#### [PASSAGE SHOWN]
□ □ □ □

Shift in Perspective: Switching to the brother's POV allows Wells to show the macro-scale destruction of London, while the narrator offers the micro-scale survival story.

Character Foil: The Curate acts as a foil to the narrator. The Curate's religious hysteria contrasts with the narrator's scientific rationality.

Book Two: The Earth Under the Martians

Chapters 1-3: Imprisonment & The Red Weed
Summary Trapped in a ruined house in Sheen, the narrator and Curate spy on the Martians. The narrator describes Martian physiology (brains and hands only, no digestion/sex). He watches them feed by injecting human blood. The alien Red Weed overgrows the landscape.
"They did not eat, much less digest. Instead, they took the fresh, living blood of other creatures, and INJECTED it into their own veins."

Significance: This reverses the food chain. Humans are no longer the apex predator; we are cattle. It is the ultimate horror of the invasion.
Analysis

Evolutionary Warning: Wells suggests the Martians are what humans might become—pure intellect without emotion or physical body. It is a cautionary tale about over-valuing intelligence over humanity.

Chapter 4: The Death of the Curate
Summary The Curate goes insane from hunger and fear, shouting loudly. To prevent them both being discovered, the narrator strikes him with a meat chopper (killing him or knocking him out). The Martians hear the noise, drag the Curate's body away, and feed on him. The narrator hides in the coal cellar.

□ □ □ □

[Stored items]

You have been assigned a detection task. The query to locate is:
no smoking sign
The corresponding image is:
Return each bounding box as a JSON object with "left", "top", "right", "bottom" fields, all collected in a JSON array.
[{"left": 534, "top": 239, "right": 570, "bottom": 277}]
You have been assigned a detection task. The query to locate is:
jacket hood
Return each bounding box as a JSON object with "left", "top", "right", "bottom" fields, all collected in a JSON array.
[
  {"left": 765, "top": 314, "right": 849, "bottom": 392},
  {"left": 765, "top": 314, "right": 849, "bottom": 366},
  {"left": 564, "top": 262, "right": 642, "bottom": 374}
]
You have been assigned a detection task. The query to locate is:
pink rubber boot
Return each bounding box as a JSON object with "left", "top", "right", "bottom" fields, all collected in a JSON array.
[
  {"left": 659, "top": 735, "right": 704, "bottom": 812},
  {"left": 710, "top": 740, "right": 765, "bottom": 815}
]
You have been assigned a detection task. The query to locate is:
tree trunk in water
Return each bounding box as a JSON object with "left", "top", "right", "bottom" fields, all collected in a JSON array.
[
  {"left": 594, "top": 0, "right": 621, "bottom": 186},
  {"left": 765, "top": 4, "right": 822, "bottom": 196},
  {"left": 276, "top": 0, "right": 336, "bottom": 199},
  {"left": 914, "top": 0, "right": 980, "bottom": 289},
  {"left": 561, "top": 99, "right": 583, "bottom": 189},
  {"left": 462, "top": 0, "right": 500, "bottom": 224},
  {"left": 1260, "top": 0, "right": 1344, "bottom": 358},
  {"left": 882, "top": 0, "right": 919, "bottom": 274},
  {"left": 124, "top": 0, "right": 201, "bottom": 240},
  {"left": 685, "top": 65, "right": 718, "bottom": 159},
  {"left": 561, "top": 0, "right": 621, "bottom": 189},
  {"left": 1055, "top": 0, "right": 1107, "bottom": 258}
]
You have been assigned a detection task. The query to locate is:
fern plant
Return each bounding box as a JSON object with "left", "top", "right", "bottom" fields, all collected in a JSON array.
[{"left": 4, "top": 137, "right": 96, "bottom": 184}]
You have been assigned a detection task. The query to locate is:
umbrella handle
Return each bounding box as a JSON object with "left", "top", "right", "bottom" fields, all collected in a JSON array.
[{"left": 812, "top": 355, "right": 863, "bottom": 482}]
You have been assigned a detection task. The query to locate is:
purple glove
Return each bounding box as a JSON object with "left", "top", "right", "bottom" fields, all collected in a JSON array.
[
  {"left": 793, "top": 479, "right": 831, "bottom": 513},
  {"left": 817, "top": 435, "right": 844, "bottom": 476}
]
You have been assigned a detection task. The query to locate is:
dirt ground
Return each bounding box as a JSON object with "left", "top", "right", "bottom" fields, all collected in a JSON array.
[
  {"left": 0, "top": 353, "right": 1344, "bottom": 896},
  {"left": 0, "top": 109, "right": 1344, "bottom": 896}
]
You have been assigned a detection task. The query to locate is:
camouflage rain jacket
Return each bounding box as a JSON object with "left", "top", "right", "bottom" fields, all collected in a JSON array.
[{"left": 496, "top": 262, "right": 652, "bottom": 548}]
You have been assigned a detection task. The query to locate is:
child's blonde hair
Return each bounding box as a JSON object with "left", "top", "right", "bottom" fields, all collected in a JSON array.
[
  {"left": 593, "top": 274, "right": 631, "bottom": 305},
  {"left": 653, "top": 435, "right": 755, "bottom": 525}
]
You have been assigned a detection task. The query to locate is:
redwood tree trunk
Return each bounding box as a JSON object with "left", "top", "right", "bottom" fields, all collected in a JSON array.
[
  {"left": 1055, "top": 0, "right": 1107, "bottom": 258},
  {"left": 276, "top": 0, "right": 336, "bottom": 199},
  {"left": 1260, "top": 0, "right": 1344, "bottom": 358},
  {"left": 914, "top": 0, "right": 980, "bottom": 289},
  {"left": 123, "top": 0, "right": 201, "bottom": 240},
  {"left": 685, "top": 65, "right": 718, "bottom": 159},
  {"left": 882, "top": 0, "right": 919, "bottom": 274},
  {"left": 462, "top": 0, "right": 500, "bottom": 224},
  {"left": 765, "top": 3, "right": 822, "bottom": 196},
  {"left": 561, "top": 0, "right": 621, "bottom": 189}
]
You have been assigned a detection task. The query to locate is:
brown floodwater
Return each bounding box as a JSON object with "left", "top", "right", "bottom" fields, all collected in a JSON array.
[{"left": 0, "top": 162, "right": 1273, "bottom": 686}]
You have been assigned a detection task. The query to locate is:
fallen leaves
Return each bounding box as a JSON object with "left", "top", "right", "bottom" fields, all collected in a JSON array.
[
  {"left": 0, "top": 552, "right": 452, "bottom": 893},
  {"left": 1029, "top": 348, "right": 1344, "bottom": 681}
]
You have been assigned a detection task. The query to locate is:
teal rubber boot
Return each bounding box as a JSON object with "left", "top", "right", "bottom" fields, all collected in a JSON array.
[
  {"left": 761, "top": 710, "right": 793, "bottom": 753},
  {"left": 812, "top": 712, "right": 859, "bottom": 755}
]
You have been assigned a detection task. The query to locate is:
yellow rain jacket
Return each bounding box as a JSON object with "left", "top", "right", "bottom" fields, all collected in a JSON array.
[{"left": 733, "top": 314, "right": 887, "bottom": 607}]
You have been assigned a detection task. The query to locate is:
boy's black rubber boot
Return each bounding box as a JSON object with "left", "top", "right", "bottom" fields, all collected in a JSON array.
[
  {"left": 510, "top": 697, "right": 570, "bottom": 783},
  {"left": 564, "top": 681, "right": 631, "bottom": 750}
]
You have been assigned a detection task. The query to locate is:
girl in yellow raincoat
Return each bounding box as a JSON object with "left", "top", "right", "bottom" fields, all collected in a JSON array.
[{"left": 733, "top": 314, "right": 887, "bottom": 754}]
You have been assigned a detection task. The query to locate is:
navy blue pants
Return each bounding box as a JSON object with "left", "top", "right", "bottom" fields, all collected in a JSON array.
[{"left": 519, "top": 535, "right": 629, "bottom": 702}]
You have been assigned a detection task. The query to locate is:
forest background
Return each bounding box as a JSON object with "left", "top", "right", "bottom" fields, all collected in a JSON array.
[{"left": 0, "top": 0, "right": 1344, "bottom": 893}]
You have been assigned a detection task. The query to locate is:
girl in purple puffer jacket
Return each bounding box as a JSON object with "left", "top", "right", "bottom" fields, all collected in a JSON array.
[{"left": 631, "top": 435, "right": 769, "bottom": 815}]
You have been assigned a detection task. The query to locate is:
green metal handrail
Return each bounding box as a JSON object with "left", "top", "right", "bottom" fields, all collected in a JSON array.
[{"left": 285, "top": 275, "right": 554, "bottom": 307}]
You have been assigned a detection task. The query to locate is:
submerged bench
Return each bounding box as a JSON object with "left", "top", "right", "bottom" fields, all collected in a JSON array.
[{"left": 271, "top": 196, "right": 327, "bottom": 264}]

□ □ □ □

#### [EXERCISE OBJECTIVE]
Write out the stretch of the study notes from "Character Foil: The" through "overgrows the landscape.", switching "Red Weed" to "Martian Vine".

#### [ANSWER SECTION]
Character Foil: The Curate acts as a foil to the narrator. The Curate's religious hysteria contrasts with the narrator's scientific rationality.

Book Two: The Earth Under the Martians

Chapters 1-3: Imprisonment & The Martian Vine
Summary Trapped in a ruined house in Sheen, the narrator and Curate spy on the Martians. The narrator describes Martian physiology (brains and hands only, no digestion/sex). He watches them feed by injecting human blood. The alien Martian Vine overgrows the landscape.